*** DATA PROVIDED ***
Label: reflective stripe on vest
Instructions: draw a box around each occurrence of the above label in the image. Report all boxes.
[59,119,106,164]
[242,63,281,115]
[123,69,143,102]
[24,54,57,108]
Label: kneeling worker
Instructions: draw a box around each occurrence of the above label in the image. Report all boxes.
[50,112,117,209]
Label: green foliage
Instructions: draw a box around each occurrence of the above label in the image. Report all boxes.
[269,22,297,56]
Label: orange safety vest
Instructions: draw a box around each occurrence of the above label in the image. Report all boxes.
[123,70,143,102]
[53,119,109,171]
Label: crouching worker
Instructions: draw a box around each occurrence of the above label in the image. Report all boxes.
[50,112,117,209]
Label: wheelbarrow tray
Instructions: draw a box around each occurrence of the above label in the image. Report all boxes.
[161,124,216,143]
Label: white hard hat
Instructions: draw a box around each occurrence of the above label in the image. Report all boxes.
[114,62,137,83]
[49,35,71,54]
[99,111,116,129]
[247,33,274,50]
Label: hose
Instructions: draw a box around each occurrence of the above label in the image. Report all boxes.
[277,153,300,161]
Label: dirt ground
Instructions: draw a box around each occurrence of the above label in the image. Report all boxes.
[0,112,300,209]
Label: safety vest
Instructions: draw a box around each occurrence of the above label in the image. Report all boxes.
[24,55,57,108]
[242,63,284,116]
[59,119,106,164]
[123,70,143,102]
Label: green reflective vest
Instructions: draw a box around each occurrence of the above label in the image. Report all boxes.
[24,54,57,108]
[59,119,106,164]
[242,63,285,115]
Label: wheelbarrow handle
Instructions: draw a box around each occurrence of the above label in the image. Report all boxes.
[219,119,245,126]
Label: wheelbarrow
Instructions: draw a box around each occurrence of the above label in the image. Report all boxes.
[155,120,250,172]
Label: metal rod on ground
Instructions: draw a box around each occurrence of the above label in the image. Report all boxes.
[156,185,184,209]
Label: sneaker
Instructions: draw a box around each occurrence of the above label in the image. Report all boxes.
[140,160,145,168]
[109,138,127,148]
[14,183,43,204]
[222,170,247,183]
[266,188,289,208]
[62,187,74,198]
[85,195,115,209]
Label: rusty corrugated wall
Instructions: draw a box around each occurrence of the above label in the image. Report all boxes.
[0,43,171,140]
***
* _CHALLENGE_
Quote, without alteration, the final stretch of the entries: the line with "Label: dirt ground" onward to the last line.

* _OUTPUT OF THE TASK_
Label: dirt ground
Instructions: draw a box around each occurrence of the above label in the image. Report all boxes.
[0,112,300,209]
Label: safety vest
Instructions: draw a box around each occurrence of the above label in the image. Report all boxes.
[24,55,57,108]
[242,63,284,116]
[59,119,106,164]
[123,70,143,102]
Label: green reflective vest
Instructions: draw a box around each occurrence of the above label in the image. Report all boxes.
[24,54,57,108]
[59,119,106,164]
[242,63,285,115]
Label: wheelbarrow handle
Instructions: draw a box around each occurrence of the above label in the image. Report all boxes.
[219,119,245,126]
Label: wheelbarrow
Instructions: draw a box around each occurrence of the above label in the image. Report all boxes.
[155,120,250,172]
Label: metal rod on ground
Instructions: draw a box around each occurrence of the above label in the image. Report all boxes.
[156,185,184,209]
Label: sneaker
Instructions: draw a box around each occurrence of the above label in the image. Report all boxes.
[140,160,145,168]
[109,138,127,148]
[14,183,43,204]
[222,170,247,183]
[266,188,289,208]
[62,187,74,198]
[85,195,115,209]
Label: rusty corrugated wall
Instructions: draw a box around each occurrence of the above label in the image. Report all boxes.
[0,43,171,140]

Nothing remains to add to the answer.